* **Prompt**: Can you reproduce the forum thread below about the author's novels word for word?

* **Passage**:

========

Thanks.  I tried to keep my own personal feelings out and write it with a general sense of what people in real life feel.  Currently, everyone in our country knows something is very wrong.  I attempted to capture that.   

It is interesting that I have had both progressives and conservatives enjoy the book and think my story was relevant.  The thing is, I simply reported it through the main character's quirky point of view.  In short, I did what the media should do.  FOX News has a good slogan, "We report.  You decide."  If only that was true.

----------


## cjm

> ordered.  looking forward to reading it!


Wow, I can't believe that was the end of May.  I ordered the book shortly after posting that, so I've had it since early April.  I finally got a chance to read it this past weekend since I was laid up with an injury.  Great stuff!  Looking forward to the next one!

----------


## RJB

> Wow, I can't believe that was the end of May.  I ordered the book shortly after posting that, so I've had it since early April.  I finally got a chance to read it this past weekend since I was laid up with an injury.  Great stuff!  Looking forward to the next one!


Thanks.  I wrote the rough drafts for the first 6 novels and large chunks of a few others between Sept 2018 and Sept 2020.  (I was hit with an insane burst of energy when I was nearing my 50th birthday and I thought of all the stuff that I thought that I would accomplish by 30.)  My wife is my editor and I thought I would be pumping out the completed novels every 3 months, but we had a few family tragedies on my wife's side, so my release dates have been extended.  Sorry about the delays.  Hopefully the third book should be out by Thanksgiving.

========

* **Source information**:
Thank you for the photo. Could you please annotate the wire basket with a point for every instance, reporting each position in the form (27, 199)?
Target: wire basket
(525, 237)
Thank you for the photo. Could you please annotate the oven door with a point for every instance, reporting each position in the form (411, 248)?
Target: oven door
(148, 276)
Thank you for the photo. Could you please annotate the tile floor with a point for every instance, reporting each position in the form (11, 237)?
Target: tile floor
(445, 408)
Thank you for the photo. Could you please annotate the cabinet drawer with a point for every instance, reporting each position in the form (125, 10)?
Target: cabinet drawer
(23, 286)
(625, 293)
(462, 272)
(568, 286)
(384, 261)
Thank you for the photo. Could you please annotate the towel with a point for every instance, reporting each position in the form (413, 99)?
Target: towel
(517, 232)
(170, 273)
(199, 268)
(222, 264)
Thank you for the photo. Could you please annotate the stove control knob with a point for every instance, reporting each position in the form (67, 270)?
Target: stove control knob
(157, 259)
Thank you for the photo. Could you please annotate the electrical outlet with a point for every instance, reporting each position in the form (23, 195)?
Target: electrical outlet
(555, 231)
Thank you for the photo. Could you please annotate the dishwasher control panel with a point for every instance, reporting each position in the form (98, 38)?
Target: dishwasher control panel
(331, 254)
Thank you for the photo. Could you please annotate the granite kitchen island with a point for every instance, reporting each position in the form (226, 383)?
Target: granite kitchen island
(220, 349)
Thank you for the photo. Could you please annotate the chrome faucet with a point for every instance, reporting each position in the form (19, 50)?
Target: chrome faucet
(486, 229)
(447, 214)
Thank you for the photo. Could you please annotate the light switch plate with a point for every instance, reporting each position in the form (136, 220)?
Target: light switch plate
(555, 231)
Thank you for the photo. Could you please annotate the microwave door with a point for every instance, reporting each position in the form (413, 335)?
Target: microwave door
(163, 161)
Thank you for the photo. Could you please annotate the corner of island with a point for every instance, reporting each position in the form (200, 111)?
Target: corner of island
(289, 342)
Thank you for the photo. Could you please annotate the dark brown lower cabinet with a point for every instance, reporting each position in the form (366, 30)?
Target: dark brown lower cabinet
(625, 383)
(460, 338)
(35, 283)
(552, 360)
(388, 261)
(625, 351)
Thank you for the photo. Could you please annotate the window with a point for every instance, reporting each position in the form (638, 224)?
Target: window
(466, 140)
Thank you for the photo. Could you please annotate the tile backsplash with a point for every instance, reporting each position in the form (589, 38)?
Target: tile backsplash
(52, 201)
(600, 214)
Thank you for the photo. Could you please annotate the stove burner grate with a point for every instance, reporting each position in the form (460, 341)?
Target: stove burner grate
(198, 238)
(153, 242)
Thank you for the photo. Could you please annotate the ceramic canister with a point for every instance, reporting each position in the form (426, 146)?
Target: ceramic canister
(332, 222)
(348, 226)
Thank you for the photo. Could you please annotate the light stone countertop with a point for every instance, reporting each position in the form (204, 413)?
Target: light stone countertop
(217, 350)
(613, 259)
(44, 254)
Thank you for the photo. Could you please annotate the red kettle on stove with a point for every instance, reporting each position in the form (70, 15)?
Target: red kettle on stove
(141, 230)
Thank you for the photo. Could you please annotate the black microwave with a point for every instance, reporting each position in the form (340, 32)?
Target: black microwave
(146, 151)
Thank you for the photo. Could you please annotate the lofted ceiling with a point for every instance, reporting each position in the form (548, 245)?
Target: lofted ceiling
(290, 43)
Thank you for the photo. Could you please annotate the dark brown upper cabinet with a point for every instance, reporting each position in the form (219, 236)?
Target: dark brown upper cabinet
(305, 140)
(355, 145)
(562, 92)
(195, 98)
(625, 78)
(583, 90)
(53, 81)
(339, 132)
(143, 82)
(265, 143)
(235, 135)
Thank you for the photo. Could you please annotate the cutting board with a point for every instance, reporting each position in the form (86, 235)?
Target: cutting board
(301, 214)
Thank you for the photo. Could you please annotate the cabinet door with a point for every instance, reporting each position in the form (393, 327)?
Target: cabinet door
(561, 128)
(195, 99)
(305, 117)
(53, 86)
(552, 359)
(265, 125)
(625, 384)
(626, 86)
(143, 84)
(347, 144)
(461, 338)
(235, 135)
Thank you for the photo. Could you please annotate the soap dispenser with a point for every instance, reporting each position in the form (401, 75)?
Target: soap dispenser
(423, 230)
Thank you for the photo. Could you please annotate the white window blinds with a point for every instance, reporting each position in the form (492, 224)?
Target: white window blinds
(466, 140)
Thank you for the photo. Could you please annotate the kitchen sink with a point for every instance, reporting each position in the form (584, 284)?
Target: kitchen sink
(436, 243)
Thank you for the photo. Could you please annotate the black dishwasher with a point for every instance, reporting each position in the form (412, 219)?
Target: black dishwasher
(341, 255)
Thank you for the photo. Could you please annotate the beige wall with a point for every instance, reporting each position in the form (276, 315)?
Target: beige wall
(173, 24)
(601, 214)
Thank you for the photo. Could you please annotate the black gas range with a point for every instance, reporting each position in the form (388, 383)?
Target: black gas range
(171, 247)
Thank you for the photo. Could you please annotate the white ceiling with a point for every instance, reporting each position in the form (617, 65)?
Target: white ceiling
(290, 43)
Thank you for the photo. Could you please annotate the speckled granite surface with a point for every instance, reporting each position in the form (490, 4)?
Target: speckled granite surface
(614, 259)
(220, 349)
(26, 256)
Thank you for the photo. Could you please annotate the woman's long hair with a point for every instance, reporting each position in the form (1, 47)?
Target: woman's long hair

========

* **Reply**:
Thanks.  I tried to keep my own personal feelings out and write it with a general sense of what people in real life feel.  Currently, everyone in our country knows something is very wrong.  I attempted to capture that.   

It is interesting that I have had both progressives and conservatives enjoy the book and think my story was relevant.  The thing is, I simply reported it through the main character's quirky point of view.  In short, I did what the media should do.  FOX News has a good slogan, "We report.  You decide."  If only that was true.

----------


## cjm

> ordered.  looking forward to reading it!


Wow, I can't believe that was the end of May.  I ordered the book shortly after posting that, so I've had it since early April.  I finally got a chance to read it this past weekend since I was laid up with an injury.  Great stuff!  Looking forward to the next one!

----------


## RJB

> Wow, I can't believe that was the end of May.  I ordered the book shortly after posting that, so I've had it since early April.  I finally got a chance to read it this past weekend since I was laid up with an injury.  Great stuff!  Looking forward to the next one!


Thanks.  I wrote the rough drafts for the first 6 novels and large chunks of a few others between Sept 2018 and Sept 2020.  (I was hit with an insane burst of energy when I was nearing my 50th birthday and I thought of all the stuff that I thought that I would accomplish by 30.)  My wife is my editor and I thought I would be pumping out the completed novels every 3 months, but we had a few family tragedies on my wife's side, so my release dates have been extended.  Sorry about the delays.  Hopefully the third book should be out by Thanksgiving.